* **Exercise instructions**:
1. Before the records comes a text of personal statements. List every subject the writer says their work is about.
2. Extend the text of personal statements that comes before the records, picking up after its last line.

--- begin Document text ---

I feel foreign in my home town.

 

that

my work is about dislocation, memory, trauma, translation, time, collective memory and spoken word.

 

that

my work is also about

cultural heritage.

 

that

there are days I don’t speak Turkish at all.

 

that

there are days I can’t speak Turkish at all.

 

that

there are days I am afraid of forgetting Turkish.

 

that

there are days I react to sudden pain in English.  instead of "ah!", I say "ouch"

 

that

a prototype is the bridge between one and infinite.

 

that

I can make a garden with using wild weeds that only grow in Turkey.

 

that

every cultivated flower is the descendant of a wild one.

 

that

I lost my mother tongue.

 

that

I am interested in emotional truth.

 

that

I have trust issues.

 

that

I am interested in dislocation and what it does to people.

 

that

turning thirty five is a disorienting experience.

 

that

there is a Turkish poem about turning thirty five.

 

that

I am reminded of my age almost everyday.

 

that

Gertrude Stein thinks we are always the same age inside.

 

that

she offered to translate George Hugnet's poem called Enfance for him but instead she wrote a poem about it. This first pleased Hugnet too much and then did not please him at all.

 

that

New York haunts me.

 

that

I can fail.

 

that

I might miss the boat.

 

that

I love repetition.

 

that

I love the action of

doing the same thing over and over again.

 

that

Currency is a magazine edited by Sico Carlier.

 

that

I was given the second issue to experiment with for WT Papier.

 

that

in Currency 2;  Didier Lestrade interviewed John Waters about murders, trials, Divine, money, electric chairs, Baltimore, Edith Massey, Odorama, car accidents, eating no more shit.

 

that

Lestrade thinks John Waters is the craziest director of his kind.

 

that

I love disassembling design, imagining the beginnings of publications.

 

that

we can invite Sico Carlier for a living room session.

 

that

loose associations is a thought disorder.

 

that

I love LA.

 

that

I can live in LA.

 

that

United States of America selected the most awful president of its history.

 

that

asterisk means “little star” in Greek.

 

that

in computer science, the asterisk is commonly used as a wildcard character, or to denote pointers, repetition, or multiplication.

--- end Document text ---
--- begin Dataset ---

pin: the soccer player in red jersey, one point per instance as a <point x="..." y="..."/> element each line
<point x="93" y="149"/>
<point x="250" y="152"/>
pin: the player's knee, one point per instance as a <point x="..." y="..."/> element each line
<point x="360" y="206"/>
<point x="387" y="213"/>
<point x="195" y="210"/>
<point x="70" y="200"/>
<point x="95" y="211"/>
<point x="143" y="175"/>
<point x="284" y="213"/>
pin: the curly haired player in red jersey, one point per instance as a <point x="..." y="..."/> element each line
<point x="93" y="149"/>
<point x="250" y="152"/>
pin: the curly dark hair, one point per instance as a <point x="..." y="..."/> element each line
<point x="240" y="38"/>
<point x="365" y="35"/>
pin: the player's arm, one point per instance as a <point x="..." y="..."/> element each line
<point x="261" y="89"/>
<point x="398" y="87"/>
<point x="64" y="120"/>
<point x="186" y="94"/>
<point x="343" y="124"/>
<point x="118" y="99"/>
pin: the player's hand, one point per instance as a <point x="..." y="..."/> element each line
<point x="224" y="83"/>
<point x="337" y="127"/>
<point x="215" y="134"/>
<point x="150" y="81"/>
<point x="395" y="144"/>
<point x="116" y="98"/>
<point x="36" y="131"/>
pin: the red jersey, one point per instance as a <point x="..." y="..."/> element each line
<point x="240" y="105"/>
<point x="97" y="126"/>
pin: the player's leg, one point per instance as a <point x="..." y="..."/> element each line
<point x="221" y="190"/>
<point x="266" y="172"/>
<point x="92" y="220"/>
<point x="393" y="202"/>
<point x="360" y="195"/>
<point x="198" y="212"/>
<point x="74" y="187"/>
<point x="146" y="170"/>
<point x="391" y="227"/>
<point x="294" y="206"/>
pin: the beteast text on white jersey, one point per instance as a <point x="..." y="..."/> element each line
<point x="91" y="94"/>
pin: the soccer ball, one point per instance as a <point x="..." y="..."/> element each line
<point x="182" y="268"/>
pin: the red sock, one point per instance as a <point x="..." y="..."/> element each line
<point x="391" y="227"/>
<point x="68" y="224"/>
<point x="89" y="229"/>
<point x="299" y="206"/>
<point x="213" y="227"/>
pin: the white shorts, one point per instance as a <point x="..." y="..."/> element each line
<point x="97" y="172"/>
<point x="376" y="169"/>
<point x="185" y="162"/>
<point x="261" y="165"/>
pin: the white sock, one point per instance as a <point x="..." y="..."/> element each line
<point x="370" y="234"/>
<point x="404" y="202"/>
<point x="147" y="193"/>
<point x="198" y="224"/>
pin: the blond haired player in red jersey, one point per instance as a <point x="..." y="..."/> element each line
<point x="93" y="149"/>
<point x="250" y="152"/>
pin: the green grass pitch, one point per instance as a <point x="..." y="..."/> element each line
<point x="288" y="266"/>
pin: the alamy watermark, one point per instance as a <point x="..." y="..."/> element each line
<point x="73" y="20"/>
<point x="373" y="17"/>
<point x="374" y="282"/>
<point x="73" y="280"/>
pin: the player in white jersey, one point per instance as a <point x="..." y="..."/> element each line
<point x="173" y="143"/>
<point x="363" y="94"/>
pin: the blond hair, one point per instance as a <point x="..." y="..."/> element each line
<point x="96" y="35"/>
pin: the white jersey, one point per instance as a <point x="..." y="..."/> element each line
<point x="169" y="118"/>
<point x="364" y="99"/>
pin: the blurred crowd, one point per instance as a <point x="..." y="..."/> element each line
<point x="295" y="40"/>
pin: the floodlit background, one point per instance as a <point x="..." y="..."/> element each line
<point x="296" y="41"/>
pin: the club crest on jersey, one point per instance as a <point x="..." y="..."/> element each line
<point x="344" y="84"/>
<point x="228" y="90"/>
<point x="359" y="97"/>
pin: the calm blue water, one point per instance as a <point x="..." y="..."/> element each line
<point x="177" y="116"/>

--- end Dataset ---

* **Answers for the exercise**:
1. dislocation, memory, trauma, translation, time, collective memory, spoken word, cultural heritage

2.
that

The original asterisk shape was seven-armed, each arm like a teardrop shooting from the center.

 

that

I am interested in memoirs as work.

 

that

I believe that feelings are facts.

 

that

I believe in Yvonne Rainer.

 

that

imagination and design never really align.

 

that

in Edwin Abbott Abbott’s Flatland: A Romance of Many Dimensions, women are simple line-segments, while men are polygons with various numbers of sides.

 

that

walking is a strange gesture in Los Angeles.

 

that

protesting against Trump feels amazing.

 

that

Nuri Bilge Ceylan's second film is about a movie director, going back to his hometown to make a movie using a cast of local people. It is called Boredom of May, but was translated as Clouds of May.

 

that

Theaster Gates had a solo show in Regen Projects. It was called But To Be A Poor Race.

 

that

there are about 53 bookstores in Los Angeles.

 

that

once a person is misplaced they become immediately vulnerable.

 

that

ASCII is abbreviated from American Standard Code for Information Interchange.

 

that

most of the time my work is about underlining or highlighting other people’s work.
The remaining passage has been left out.